MATERIAL SUPPLIED section start

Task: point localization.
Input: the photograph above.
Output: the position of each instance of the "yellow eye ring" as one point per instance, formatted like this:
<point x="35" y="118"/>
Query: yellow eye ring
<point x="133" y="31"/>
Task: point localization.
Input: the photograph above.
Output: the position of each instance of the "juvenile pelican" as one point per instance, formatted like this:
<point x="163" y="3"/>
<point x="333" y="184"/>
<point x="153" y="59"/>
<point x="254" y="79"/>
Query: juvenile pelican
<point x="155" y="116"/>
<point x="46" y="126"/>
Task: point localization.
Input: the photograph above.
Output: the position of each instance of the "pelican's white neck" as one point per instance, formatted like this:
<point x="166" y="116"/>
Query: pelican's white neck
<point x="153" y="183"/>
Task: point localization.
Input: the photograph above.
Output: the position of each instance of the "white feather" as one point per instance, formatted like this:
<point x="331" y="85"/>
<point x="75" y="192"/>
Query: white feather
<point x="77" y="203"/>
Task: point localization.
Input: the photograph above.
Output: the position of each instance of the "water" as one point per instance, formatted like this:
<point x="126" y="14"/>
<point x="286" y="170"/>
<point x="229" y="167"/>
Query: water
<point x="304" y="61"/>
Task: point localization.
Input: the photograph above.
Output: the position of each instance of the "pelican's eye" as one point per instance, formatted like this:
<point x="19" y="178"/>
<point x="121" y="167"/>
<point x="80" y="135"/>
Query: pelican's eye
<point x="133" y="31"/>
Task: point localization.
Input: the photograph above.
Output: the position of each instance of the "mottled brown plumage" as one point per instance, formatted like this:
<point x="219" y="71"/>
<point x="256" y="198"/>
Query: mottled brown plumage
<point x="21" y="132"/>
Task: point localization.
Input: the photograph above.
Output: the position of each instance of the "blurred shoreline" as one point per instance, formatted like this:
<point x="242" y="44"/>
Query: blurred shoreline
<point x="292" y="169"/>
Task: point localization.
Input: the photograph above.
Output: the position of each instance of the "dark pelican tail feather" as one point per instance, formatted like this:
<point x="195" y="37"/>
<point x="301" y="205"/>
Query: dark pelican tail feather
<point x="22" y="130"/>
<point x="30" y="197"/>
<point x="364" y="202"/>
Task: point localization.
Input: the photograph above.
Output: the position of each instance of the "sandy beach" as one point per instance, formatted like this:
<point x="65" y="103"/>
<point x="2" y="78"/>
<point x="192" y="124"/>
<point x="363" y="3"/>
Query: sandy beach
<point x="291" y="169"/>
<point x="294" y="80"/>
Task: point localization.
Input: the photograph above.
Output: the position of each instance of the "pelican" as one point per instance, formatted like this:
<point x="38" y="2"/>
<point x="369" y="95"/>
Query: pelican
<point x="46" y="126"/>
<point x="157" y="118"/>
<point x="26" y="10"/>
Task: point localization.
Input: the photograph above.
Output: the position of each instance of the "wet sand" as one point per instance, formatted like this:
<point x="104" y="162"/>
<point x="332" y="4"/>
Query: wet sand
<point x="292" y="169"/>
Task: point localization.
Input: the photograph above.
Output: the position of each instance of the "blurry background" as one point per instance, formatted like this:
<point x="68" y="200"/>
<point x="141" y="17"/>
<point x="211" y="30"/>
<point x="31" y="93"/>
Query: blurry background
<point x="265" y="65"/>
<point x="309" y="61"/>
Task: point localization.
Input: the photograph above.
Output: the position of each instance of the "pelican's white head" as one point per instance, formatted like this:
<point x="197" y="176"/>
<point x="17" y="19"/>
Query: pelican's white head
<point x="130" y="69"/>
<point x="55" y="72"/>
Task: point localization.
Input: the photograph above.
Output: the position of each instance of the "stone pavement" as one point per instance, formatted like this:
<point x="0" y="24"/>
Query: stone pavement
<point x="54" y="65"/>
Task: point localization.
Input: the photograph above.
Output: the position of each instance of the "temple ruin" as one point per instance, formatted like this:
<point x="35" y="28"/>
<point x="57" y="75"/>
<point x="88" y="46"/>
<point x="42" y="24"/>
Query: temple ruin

MATERIAL SUPPLIED section end

* WORK INSTRUCTIONS: All lines above that contain "ruin" are required in the answer.

* ANSWER SPACE:
Output: the position of each instance of the "temple ruin" as one point per instance, formatted like this:
Query: temple ruin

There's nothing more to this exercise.